Monday, September 12, 2005

Today's New York Times op-ed page contains five separate sets of questions various thinkers would want to ask Judge Roberts for his confirmation hearings. For your convenience, I shall link them:

Jean Edward Smith's first question is odd. It's a classic "We could all get along if we were all liberals" sort of thing. Otherwise all is cool.

Glenn Reynolds is OK. He seems to be the only Normal-American of the bunch. [Correction below.] He's a bit fixated on his pet ideas, but that's what's expected here, I think.

Ron Klain can't spell his own name. He also seems never to have heard of the word "abortion" (note the euphemism repeated in question one); not to be able to imagine that others may have different starting principles on what should be law (question two); to too-cutely try to avoid labels, even for others (question three); and not to recognize the difference between private and government actions (question four). The last question is just stupid. Clearly a Kool-aid drinker.

#### ITEMS

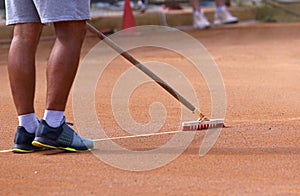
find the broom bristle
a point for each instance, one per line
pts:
(197, 125)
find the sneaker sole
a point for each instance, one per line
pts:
(19, 149)
(41, 145)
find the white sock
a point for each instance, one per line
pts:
(197, 13)
(53, 117)
(29, 122)
(221, 8)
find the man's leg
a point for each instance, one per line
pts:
(21, 65)
(53, 132)
(63, 62)
(21, 69)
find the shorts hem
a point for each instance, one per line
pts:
(13, 22)
(61, 19)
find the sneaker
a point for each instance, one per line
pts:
(23, 140)
(200, 21)
(63, 137)
(224, 17)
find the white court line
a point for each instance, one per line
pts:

#### WRITTEN REQUEST 1
In the blog post about questions for Judge Roberts, how many separate sets of questions does the post say appeared on that day's New York Times op-ed page?
#### WRITTEN REQUEST 2
Extend the blog post about questions for Judge Roberts, starting after its final sentence.
The records have no connection to the blog post.

#### FINAL RESULT 1
Five.

#### FINAL RESULT 2
Whoa, another Normal-American! Dick Thornburgh has normal questions, as we tend to. It's the others that go nuts.

However, it's Kathleen Sullivan's contribution that's the most troubling. This is a famous law professor, author of casebooks (I think I used one), maybe even a justice herself one day? Question one is cool; two is out of the box (I'll give her the benefit of the doubt and assume she's sincere). Four is a bit of a Kool-aid question. Five tries for the ridiculous "The real activists are conservatives!" line. (See here.) But three is the worst:
3. Do you believe that the Constitution contains commitments to any rights or
structural principles that are not expressly set forth in the text? If there are
tacit structural principles, like federalism, must there also be unenumerated
rights, live privacy?
Tacit? The great professor thinks that federalism is "tacit" in the Constitution? Has she ever read the thing? That's the whole point of the document! The entire Article IV is about that! Has she ever seen or thought about the Tenth Amendment? Does it mean anything to her?

As to her cute close, ha ha ha. I'd agree privacy is "tacit," but like Mr. Klain, she obviously means abortion.

Oh, so only crazy racists and right-wingers are trying to exploit the tragedy. No mention that the left has done nothing but that since it happened.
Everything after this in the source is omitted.